### [DOCUMENT TEXT]
Patents by Inventor Kevin Anthony Kwiat

Kevin Anthony Kwiat has filed for patents to protect the following inventions. This listing includes patent applications that are pending as well as patents that have already been granted by the United States Patent and Trademark Office (USPTO).

  • Patent number: 6363496
    Abstract: Apparatus and method to reduce the duration of timeout periods in fault-tolerant distributed computer systems. When nodes execute a task redundantly and communicate their results over a network for further processing, it is customary to calculate timeouts on a worst-case basis, thereby prolonging their duration unnecessarily. By applying Tchebychev's inequality, which holds for any statistical distribution, to adaptively determine the distribution of the arrival times of the results at the point where further processing of those results takes place, the duration of timeouts is reduced. Successively refining the statistical distribution of the arrival times leads to an improved forecast of future arrivals. Thus timeouts are kept to a minimum without compromising the reliability of the system.

### [TASKS FOR THIS EXERCISE]
• A. Copy the stretch of the patent listing from "Patents by Inventor" through "Trademark Office (USPTO)." word for word.
• B. Please repeat, word for word, the stretch of the records from the line that contains "Target: <item>rocky cliff face</item>" through the line that contains "Outlines of the <item>rocky", including both of those lines.
The patent listing has no connection to the records that come after it.

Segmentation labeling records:
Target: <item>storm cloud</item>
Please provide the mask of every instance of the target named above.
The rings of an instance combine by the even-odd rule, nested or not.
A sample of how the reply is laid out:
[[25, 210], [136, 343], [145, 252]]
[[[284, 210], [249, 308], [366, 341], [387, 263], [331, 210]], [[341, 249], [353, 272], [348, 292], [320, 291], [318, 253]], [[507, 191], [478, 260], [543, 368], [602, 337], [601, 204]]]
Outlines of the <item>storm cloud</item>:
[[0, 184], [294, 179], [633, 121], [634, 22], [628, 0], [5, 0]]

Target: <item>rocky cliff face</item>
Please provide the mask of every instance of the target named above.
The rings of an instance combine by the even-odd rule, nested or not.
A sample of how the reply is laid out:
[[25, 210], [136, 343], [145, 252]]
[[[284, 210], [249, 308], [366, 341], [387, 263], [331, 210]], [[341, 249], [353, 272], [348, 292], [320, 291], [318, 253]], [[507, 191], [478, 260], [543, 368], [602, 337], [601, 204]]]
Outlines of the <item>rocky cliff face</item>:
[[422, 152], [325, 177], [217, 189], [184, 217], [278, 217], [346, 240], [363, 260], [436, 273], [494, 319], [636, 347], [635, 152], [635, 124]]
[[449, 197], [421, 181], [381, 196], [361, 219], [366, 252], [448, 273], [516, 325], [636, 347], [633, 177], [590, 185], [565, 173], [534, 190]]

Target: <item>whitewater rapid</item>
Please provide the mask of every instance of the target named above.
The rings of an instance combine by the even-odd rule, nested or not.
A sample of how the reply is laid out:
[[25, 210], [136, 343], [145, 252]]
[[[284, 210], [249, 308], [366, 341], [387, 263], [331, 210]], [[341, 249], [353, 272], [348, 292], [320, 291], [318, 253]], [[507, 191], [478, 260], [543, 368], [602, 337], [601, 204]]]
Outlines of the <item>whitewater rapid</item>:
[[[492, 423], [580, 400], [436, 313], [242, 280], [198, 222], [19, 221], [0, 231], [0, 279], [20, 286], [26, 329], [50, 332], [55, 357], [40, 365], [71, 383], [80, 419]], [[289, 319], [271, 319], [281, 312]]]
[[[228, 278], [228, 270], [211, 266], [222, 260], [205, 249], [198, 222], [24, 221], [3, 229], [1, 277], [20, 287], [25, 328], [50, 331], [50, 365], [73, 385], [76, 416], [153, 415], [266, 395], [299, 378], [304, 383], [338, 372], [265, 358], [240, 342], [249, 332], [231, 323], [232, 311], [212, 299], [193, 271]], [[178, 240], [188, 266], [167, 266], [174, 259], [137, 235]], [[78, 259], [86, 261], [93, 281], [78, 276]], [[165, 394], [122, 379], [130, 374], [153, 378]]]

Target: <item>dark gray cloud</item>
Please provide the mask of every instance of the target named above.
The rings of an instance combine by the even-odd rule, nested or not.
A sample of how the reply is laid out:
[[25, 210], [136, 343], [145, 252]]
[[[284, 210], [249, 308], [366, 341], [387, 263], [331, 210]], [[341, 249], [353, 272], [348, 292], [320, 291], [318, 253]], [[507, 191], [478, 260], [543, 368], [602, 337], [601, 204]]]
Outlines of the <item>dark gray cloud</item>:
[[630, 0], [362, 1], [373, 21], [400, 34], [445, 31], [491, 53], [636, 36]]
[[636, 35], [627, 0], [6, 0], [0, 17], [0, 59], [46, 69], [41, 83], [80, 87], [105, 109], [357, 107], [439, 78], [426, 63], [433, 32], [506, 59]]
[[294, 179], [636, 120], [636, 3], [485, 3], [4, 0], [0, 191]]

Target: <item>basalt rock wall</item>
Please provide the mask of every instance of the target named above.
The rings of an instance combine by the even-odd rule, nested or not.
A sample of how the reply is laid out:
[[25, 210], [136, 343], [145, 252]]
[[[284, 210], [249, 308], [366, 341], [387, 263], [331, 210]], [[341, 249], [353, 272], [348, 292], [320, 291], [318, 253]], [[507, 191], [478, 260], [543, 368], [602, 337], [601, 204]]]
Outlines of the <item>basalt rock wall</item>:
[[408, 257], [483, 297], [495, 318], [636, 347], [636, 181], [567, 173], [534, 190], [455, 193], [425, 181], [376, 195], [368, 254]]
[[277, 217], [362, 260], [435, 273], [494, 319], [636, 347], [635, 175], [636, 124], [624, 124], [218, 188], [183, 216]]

### [ANSWERS TO THE PROBLEMS]
• A.
Patents by Inventor Kevin Anthony Kwiat

Kevin Anthony Kwiat has filed for patents to protect the following inventions. This listing includes patent applications that are pending as well as patents that have already been granted by the United States Patent and Trademark Office (USPTO).

• B.
Target: <item>rocky cliff face</item>
Please provide the mask of every instance of the target named above.
The rings of an instance combine by the even-odd rule, nested or not.
A sample of how the reply is laid out:
[[25, 210], [136, 343], [145, 252]]
[[[284, 210], [249, 308], [366, 341], [387, 263], [331, 210]], [[341, 249], [353, 272], [348, 292], [320, 291], [318, 253]], [[507, 191], [478, 260], [543, 368], [602, 337], [601, 204]]]
Outlines of the <item>rocky cliff face</item>:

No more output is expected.